» Problem A: Reproduce the part of the Campylobacter report between "During the COVID-19" and "of the pandemic.", inclusive, word for word.
» Problem B:
Answer these questions using the Campylobacter report, giving each answer on its own line with the matching mark.
(i) How many cases were reported in the Infectious Disease Information System from 2018 to 2021?
(ii) By what percentage did Campylobacter cases fall in 2020 and 2021 compared to 2018 and 2019?
(iii) How many deaths were reported in 2020?
» Problem C: From the Campylobacter report, list each group of people among the 34 reported deaths, with the number of deaths in each group.

» Text under study:
┄┄┄┄┄┄┄┄┄┄

Scientists in the Czech Republic have called for a national reference laboratory for human Campylobacter infections to be created in the country.
From 2018 to 2021, 81,115 cases were reported in the electronic Infectious Disease Information System (ISIN). Slightly more men than women were sick. Campylobacter jejuni makes up the majority of cases followed by Campylobacter coli. The highest incidence was in people aged 1 to 4 years old.
Almost 10,000 people were hospitalized and 34 deaths were reported including five children younger than 5, three teenagers, seven people aged 21 to 35, and 19 people older than 57.
Preventative measures should be aimed at children younger than 5 because of the high incidence and people older than 80 who are at higher risk of severe illness and hospitalization, said scientists.
An issue that needs more attention
The Czech Republic usually has a higher incidence of campylobacteriosis than the EU average. However, the reported share of hospitalized cases is lower than the EU average, which would point to a better reporting system that is catching less severe infections, said researchers.
Seasonality is shown by an increase in the number of cases, mainly in the summer months, with a smaller rise in the period around Christmas.
During the COVID-19 pandemic in 2020 and 2021, there was a 27 percent decrease in Campylobacter cases compared to 2018 and 2019. The decline compared to the expected number was mainly in March and April 2020, likely connected to restrictive measures because of the pandemic.
In 2016 to 2019, about 24,000 cases per year were recorded. In 2020, below 18,000 cases, with 2,106 hospitalizations and 17 deaths were reported and in 2021 there were less than 16,400 cases.

┄┄┄┄┄┄┄┄┄┄

» Data provided:

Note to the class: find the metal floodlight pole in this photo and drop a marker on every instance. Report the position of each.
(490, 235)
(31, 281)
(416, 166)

┄┄┄┄┄┄┄┄┄┄

» Output A:
During the COVID-19 pandemic in 2020 and 2021, there was a 27 percent decrease in Campylobacter cases compared to 2018 and 2019. The decline compared to the expected number was mainly in March and April 2020, likely connected to restrictive measures because of the pandemic.

» Output B:
(i) 81,115
(ii) 27 percent
(iii) 17

» Output C:
- Children younger than 5: five
- Teenagers: three
- People aged 21 to 35: seven
- People older than 57: 19